*What this task involves*:
Scan the data below and copy each line where "slipper" occurs.
=== Records provided ===
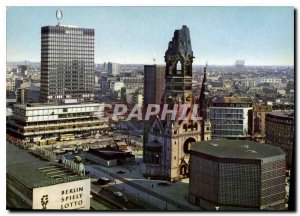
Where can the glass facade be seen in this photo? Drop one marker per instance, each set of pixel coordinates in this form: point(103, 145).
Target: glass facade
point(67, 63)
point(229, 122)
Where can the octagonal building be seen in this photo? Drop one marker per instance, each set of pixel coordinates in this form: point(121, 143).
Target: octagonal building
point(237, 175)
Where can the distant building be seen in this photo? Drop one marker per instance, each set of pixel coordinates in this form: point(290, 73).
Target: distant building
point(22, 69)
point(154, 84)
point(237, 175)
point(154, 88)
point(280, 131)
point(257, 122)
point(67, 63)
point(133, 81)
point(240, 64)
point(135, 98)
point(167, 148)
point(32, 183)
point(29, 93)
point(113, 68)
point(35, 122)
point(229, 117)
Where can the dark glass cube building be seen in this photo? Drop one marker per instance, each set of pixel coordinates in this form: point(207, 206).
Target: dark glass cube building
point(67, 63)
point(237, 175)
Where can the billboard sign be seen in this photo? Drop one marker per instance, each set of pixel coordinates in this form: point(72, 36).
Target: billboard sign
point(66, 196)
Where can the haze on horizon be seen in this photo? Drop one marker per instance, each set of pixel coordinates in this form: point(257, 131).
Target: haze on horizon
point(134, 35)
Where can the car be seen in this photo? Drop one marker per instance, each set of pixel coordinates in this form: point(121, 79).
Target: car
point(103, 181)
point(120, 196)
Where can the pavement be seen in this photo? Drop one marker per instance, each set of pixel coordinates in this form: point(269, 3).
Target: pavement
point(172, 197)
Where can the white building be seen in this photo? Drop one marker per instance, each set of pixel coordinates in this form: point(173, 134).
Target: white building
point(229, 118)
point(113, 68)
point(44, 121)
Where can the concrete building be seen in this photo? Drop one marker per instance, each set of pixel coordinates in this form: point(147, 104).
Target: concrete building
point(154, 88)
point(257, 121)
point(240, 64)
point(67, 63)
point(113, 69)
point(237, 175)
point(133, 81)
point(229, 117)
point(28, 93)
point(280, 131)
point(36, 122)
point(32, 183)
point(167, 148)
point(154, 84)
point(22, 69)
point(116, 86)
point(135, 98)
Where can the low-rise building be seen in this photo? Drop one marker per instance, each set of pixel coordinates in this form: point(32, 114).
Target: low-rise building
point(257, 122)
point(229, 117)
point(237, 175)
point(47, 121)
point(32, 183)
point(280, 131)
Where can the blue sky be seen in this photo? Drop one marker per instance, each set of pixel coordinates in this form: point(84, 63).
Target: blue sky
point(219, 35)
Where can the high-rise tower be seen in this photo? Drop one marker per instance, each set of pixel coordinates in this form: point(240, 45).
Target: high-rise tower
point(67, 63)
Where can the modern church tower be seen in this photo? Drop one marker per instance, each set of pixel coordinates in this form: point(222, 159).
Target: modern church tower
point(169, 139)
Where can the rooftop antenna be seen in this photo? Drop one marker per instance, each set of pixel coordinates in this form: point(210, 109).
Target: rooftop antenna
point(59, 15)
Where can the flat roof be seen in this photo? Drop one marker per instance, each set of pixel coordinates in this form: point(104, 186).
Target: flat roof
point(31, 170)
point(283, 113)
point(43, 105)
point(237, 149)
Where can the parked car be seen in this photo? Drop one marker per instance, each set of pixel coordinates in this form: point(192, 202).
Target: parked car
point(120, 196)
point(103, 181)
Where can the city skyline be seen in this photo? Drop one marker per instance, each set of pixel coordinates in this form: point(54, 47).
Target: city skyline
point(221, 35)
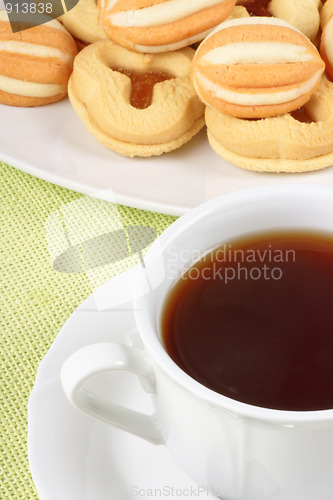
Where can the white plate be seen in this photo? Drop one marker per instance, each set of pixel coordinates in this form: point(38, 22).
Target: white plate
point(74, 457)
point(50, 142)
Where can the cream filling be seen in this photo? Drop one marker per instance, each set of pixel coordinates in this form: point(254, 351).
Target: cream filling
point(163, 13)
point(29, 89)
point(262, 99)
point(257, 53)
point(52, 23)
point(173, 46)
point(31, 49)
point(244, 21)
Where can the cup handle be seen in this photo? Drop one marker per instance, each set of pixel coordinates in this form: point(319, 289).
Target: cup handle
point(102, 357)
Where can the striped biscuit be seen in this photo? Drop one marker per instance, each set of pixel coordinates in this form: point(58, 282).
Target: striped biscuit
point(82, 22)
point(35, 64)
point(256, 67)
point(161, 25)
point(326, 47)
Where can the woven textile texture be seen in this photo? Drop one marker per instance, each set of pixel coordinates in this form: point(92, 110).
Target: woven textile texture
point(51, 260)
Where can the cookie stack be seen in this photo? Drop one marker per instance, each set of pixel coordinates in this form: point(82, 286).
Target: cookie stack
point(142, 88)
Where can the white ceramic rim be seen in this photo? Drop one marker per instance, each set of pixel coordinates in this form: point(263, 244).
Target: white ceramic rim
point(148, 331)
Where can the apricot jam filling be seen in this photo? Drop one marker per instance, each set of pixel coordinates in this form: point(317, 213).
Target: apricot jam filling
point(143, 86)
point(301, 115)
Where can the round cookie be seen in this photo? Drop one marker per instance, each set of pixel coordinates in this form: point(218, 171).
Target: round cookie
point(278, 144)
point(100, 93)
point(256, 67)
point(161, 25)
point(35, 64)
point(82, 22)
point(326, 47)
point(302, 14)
===
=== Records provided ===
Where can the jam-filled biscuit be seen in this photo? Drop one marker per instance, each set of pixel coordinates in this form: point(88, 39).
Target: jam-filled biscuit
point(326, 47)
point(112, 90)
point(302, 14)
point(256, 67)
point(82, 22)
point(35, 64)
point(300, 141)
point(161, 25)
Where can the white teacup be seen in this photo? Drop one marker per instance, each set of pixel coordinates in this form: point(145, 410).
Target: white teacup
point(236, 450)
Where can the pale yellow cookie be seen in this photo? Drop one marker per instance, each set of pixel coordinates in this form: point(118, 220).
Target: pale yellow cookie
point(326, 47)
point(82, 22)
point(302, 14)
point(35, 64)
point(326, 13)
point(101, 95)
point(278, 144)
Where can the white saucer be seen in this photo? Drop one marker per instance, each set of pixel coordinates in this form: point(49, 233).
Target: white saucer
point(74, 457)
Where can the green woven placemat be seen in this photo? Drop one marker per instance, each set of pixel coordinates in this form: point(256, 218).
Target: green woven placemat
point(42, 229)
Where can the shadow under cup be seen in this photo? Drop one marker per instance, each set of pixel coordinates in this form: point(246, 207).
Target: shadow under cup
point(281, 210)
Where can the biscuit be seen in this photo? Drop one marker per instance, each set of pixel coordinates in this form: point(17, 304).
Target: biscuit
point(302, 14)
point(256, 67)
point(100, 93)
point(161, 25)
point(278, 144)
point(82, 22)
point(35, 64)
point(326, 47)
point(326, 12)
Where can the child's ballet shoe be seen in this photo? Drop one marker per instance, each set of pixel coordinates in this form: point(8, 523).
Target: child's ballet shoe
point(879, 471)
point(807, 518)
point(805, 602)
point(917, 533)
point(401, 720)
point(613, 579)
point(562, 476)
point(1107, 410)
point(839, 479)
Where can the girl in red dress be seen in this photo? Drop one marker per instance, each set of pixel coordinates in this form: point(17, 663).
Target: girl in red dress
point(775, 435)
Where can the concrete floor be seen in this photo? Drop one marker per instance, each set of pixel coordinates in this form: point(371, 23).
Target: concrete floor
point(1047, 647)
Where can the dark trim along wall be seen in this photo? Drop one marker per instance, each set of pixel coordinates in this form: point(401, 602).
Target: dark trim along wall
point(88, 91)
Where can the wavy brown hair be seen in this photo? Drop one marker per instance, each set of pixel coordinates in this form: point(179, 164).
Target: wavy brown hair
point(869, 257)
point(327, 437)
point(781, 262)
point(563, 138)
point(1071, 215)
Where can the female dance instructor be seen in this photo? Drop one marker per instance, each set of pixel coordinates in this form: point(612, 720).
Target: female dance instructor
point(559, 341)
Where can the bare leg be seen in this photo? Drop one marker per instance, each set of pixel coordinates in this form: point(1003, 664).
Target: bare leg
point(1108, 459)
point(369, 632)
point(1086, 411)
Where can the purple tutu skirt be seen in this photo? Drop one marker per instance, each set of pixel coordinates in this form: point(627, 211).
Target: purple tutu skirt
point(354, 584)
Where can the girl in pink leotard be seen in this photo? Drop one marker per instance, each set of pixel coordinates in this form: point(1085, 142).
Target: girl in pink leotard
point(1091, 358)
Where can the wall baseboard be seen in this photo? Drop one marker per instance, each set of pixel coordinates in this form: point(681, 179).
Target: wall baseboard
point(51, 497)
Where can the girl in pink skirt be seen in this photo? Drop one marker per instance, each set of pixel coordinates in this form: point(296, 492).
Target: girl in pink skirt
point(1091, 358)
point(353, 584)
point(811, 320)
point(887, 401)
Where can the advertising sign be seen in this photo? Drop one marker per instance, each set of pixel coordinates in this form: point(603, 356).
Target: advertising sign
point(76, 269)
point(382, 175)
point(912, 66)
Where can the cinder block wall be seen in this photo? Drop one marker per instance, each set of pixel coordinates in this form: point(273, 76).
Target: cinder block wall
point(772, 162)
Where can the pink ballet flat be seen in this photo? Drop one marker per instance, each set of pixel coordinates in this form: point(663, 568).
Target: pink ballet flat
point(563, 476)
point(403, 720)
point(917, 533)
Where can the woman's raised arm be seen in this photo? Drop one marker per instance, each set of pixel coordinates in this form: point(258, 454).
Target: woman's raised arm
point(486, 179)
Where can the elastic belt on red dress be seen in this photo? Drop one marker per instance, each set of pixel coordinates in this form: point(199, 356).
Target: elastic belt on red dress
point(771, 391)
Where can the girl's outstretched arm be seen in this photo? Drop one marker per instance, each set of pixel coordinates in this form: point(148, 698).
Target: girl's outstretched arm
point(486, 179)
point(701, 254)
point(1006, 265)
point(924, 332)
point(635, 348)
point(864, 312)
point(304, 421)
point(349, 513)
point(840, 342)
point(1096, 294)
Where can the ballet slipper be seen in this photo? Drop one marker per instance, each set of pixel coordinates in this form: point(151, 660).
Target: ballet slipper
===
=== Records provided ===
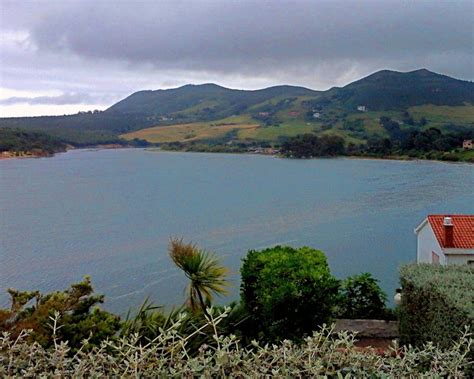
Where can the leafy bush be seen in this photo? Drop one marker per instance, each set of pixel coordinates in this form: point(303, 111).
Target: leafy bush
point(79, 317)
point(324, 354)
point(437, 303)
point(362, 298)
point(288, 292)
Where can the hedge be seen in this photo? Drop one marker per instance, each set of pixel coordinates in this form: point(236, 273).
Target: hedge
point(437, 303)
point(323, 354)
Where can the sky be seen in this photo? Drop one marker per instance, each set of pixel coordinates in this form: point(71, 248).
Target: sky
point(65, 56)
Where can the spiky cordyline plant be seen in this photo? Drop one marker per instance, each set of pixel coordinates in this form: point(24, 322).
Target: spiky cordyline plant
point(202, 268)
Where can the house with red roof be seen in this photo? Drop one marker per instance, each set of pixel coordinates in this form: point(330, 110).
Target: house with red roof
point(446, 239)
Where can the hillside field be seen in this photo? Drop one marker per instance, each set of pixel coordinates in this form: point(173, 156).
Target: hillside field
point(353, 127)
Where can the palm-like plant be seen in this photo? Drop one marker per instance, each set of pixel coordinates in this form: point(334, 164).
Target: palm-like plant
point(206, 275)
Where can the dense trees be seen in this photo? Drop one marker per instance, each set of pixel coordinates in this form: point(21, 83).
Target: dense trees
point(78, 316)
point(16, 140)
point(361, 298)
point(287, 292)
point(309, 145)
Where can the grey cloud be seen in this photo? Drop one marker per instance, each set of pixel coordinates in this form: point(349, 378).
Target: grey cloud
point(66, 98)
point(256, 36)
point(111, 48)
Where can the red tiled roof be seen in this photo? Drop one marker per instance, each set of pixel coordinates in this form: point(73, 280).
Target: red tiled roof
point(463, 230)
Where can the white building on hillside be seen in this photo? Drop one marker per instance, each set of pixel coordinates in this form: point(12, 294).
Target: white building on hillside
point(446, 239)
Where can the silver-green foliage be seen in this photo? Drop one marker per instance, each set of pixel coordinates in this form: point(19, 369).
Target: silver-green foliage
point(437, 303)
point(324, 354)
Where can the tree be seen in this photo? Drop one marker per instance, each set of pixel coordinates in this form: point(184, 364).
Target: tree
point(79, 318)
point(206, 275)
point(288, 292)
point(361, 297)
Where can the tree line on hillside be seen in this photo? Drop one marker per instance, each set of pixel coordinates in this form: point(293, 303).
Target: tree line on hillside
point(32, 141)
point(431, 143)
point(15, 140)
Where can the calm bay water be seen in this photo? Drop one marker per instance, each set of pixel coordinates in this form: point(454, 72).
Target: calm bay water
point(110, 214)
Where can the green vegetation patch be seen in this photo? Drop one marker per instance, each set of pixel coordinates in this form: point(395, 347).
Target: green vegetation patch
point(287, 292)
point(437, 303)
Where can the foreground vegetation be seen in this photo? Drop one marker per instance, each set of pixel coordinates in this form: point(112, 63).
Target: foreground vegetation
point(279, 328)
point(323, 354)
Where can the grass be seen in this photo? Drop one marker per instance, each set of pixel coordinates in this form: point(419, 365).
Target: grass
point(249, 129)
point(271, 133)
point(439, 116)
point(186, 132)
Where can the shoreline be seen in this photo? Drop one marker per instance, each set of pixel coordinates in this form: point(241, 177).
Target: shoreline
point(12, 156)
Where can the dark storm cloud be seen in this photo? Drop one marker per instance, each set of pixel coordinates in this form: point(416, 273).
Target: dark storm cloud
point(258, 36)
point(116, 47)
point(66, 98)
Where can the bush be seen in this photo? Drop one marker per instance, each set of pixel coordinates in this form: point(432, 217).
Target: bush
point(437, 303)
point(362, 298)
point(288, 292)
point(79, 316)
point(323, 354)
===
*Response to this exercise*:
Where can the ballet slipper be seen in this photo? Drop one marker per instance, each set of pixel coordinates in this form: point(151, 660).
Target: ballet slipper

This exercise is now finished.